» Text shown:

=== Section Start ===

Tea Party favorite Marco Rubio’s Social Security drastic slashing has its critics howling (for good reason).
Sen. Marco Rubio (R-FL) has drawn the ire of senior groups for reforms he says would protect the lifespan of Social Security and Medicare while opponents counter it will instead cut benefits instead and harm the elderly. When it comes to Social Security, the always-controversial Rubio says the retirement age should be raised to help the entitlement remain solvent. His proposal would not affect those 55 and older. He also proposed reducing the growth in the monthly benefit that the wealthiest recipients of Social Security receive.
In Medicare, Rubio threw his support behind a proposal of premium support that gives those 65 and older the option of staying on Medicare as it is now or opting to buy private insurance. In the second scenario, seniors would receive a fixed sum to buy insurance. Rep. Paul Ryan (R-WI) has that proposal in his much-maligned House GOP budget.
Democratic lawmakers, liberals and all senior organizations attacked the proposals as soon as Rubio made them at the National Press Club.

=== Section End ===

[Saved entries]
=== Section Start ===

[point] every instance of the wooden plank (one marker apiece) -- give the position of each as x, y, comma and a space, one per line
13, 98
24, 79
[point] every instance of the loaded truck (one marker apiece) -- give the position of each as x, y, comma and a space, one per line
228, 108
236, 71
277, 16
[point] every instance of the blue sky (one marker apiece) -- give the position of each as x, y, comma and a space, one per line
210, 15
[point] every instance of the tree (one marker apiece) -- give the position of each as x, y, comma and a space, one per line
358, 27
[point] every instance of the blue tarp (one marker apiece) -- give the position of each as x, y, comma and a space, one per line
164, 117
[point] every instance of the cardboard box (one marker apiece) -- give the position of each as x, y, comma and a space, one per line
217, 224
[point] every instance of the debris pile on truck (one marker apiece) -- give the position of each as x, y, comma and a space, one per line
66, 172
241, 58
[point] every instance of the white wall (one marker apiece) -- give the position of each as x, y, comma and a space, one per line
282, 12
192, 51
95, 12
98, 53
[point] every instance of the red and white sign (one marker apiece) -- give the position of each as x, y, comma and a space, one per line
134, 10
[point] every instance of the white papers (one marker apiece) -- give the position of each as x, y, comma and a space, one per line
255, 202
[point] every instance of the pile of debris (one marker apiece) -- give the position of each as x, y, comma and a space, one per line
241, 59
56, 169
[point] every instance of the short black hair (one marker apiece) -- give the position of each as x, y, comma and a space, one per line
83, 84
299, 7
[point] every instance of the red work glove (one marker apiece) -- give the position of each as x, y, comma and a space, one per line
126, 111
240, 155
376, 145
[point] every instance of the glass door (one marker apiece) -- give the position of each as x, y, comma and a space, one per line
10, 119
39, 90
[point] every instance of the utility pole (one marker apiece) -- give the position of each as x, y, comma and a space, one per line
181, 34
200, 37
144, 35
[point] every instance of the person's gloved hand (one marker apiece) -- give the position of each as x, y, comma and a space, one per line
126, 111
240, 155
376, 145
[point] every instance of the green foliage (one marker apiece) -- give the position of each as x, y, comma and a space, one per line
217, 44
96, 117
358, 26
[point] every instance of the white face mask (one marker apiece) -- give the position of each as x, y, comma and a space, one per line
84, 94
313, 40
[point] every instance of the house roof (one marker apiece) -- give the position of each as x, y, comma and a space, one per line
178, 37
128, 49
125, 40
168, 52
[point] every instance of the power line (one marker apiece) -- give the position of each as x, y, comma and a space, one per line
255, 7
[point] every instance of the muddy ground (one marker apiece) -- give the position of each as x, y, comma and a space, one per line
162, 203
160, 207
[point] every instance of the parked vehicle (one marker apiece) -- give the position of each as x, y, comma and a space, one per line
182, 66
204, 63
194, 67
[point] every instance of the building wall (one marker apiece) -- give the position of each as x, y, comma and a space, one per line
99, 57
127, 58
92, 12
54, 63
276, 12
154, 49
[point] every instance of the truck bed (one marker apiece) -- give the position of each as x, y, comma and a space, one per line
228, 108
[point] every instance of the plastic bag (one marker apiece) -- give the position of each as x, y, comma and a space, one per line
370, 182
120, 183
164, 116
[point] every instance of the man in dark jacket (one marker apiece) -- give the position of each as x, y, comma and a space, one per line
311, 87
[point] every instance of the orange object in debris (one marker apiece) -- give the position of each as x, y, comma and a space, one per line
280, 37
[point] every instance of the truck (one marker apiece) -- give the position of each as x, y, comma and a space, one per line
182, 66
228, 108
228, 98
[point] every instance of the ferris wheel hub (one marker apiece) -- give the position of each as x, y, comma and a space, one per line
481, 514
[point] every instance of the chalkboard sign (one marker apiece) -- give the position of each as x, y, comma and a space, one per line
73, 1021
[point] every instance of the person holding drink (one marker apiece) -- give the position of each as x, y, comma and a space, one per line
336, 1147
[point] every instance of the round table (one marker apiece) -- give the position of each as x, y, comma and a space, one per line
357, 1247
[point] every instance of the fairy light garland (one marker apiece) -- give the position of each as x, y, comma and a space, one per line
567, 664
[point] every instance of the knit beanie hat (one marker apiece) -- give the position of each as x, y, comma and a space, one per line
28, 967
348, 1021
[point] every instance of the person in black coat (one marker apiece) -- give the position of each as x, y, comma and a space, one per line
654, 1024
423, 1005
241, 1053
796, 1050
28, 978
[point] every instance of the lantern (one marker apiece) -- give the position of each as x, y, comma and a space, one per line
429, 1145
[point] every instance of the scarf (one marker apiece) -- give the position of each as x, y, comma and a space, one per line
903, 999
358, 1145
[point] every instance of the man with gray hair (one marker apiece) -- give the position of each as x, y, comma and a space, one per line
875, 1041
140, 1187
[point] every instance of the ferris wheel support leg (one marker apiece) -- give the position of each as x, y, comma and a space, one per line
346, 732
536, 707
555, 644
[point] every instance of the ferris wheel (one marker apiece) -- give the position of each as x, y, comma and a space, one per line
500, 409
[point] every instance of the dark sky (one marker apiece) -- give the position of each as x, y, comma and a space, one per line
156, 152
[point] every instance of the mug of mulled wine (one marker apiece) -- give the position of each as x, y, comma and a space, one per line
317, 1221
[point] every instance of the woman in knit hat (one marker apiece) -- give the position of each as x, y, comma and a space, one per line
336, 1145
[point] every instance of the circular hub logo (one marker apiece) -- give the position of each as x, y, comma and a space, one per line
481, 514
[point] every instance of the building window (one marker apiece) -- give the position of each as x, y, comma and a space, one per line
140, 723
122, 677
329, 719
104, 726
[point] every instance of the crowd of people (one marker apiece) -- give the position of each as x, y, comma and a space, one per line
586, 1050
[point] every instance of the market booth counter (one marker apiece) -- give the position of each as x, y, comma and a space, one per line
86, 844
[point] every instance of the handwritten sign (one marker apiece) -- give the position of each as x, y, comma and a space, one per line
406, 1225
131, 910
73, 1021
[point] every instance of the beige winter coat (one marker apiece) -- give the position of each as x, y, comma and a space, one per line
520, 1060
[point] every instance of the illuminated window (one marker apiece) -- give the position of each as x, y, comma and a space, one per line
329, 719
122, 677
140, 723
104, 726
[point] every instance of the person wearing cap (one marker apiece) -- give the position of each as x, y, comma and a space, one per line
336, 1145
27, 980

=== Section End ===

» Work order 1:
In the article on Rubio's Social Security plan, which people would his proposal not affect?
» Work order 2:
Continue the article on Rubio's Social Security and Medicare proposals from the point where it stops.
The saved entries have nothing to do with this.

» Answer area 1:
Those 55 and older.

» Answer area 2:
“Our view is that it’s cuts to Social Security and privatization and cost shifting to beneficiaries when it comes to Medicare,” says Richard Fiesta, executive director of the Alliance for Retired Americans. “The raise in the retirement age is in effect a benefit cut to make people work longer for the benefits that you earned under Social Security. Under Medicare, he would turn it into the same plan that Paul Ryan has been advocating for the last five years—a voucher where Medicare gets privatized and insurance companies run the program with a fixed voucher for each person from the Medicare Trust Fund. As inflation goes up, beneficiaries keep having to pay more out of pocket.”
Rubio says he understands the importance of Social Security and Medicare and how much it helped his parents with their retirement and security. He says he’s concerned because the economy has threatened those programs that people rely on in their retirement. If the government doesn’t fix the programs, he says there will be a “real and looming crisis.”
The Medicare hospital fund is solvent through 2026 and the Social Security trust fund is set for 20 more years when benefits would have to be trimmed to about 75 percent based on payroll tax income.
Cutting benefits is one way you can propose to help the trust funds, but we have a number of proposals on the table that can help extend the lives of the trust funds without beneficiary cuts, Fiesta says.
There is proposed legislation on Social Security that over time would scrap the earnings cap that’s currently $117,000 on what higher income people pay into the system, Fiesta says. Scrapping the cap over ten years would increase average benefits by about $800 a year, he says.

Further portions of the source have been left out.